A government report into the treatment of transgender prisoners has concluded that inmates should be housed according to their gender identity.

The report concluded that “people who are living in a gender different to that of their assigned sex at birth should, as a general presumption, be treated by offender management services according to the gender in which they identify.”

An investigation into how the prison service deals with trans inmates was conducted after a number of cases where trans women had been attacked or self-harmed after being placed in men’s prisons, including Tara Hudson, who reported being treated like “an animal in a zoo” until a wave of public outrage saw her placed in a women’s prison last year.

The findings state: “Clear, reasonable criteria should be applied from the outset for all transgender people who receive a binary (i.e. either a male or female) service from NOMS, where it is required.

“This process should be free from bias, follow a clear, recorded process and be undertaken by staff who have a sound basic awareness of transgender identity, with
access to specialist advice.

“The transgender person must be fully involved with face-to-face assessment and the giving of reasons both orally and in writing.”

Currently, trans women can still be placed in male prisons if they are unable to provide legal recognition of their gender, leading to many who identify as, have lived as, and present as female being placed in the wrong prisons. But new recommendations would mean officials don’t have to defer to legal gender when it comes to placing trans people.

However, prison decision makers can refuse to place someone in the prison that corresponds to their self-identified gender if there is a “lack of evidence” of their gender identity.

“There will be circumstances when a transgender person’s location cannot be straightforwardly reconciled with their views,” the findings say.

While this caveat still leaves trans people at the mercy of cisgender ideas of what constitutes “evidence” of being trans, the guidelines recommend that “regardless of where prisoners are held, they should be respected in the gender in which they identify, being provided with those items that enable their gender expression.”

Welcoming the report’s findings, the Ministry of Justice said: “It is apparent that the treatment of transgender people in courts, probation and prison services has not kept pace with the development of a more general understanding of the issues surrounding gender in society.”

“Policy in this area needs to evolve and take as its starting presumption a wish to respect someone in the gender in which they identify, once in the care of the criminal justice system.

“Allowing transgender offenders to experience the system in the gender in which they identify will, in the great majority of cases, represent the most humane and safest way to act.”

“We believe it will also assist successful rehabilitation. In the minority of cases where that is not possible, the reasons for departing from this starting presumption must be clear, explicit and made known to the person they affect, especially when it involves assigning someone to a male or female prison.”

-*-

(REQUIRED WORK):
**A.** Using the excerpt on transgender prisoners, answer each question:
(i) Who reported being treated like "an animal in a zoo"?
(ii) What can lead prison decision makers to refuse a placement that matches a person's self-identified gender?
(iii) Which body welcomed the report's findings?
**B.** Reproduce the passage from the excerpt on transgender prisoners starting at "An investigation into" and ending at "it is required.".

(PROVIDED DATA):
-*-

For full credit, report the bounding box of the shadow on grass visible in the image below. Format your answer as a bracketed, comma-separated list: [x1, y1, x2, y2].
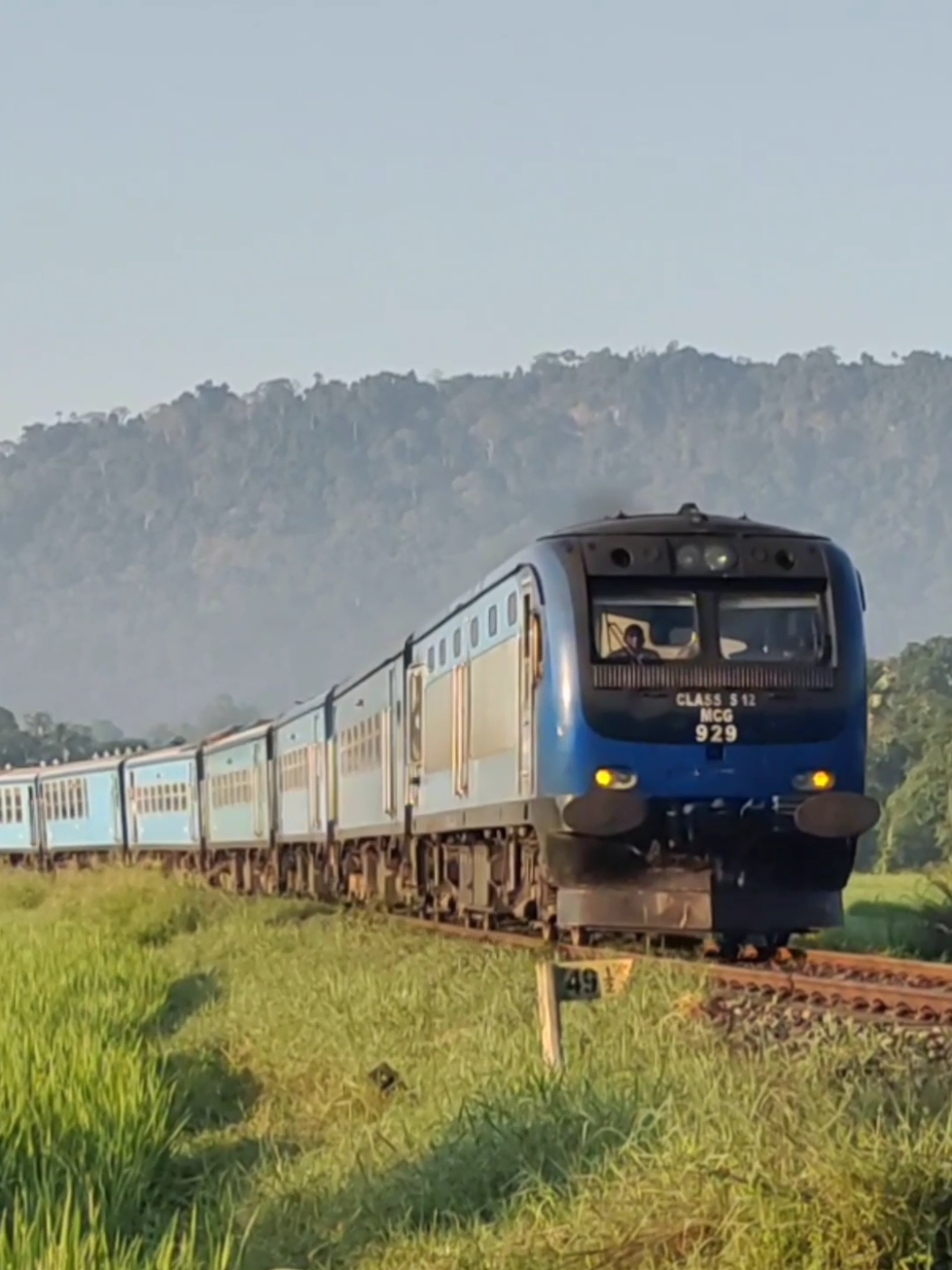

-*-

(SOLUTIONS TO THE EXERCISE):
**A.**
(i) Tara Hudson
(ii) A "lack of evidence" of their gender identity
(iii) The Ministry of Justice

**B.**
An investigation into how the prison service deals with trans inmates was conducted after a number of cases where trans women had been attacked or self-harmed after being placed in men’s prisons, including Tara Hudson, who reported being treated like “an animal in a zoo” until a wave of public outrage saw her placed in a women’s prison last year.

The findings state: “Clear, reasonable criteria should be applied from the outset for all transgender people who receive a binary (i.e. either a male or female) service from NOMS, where it is required.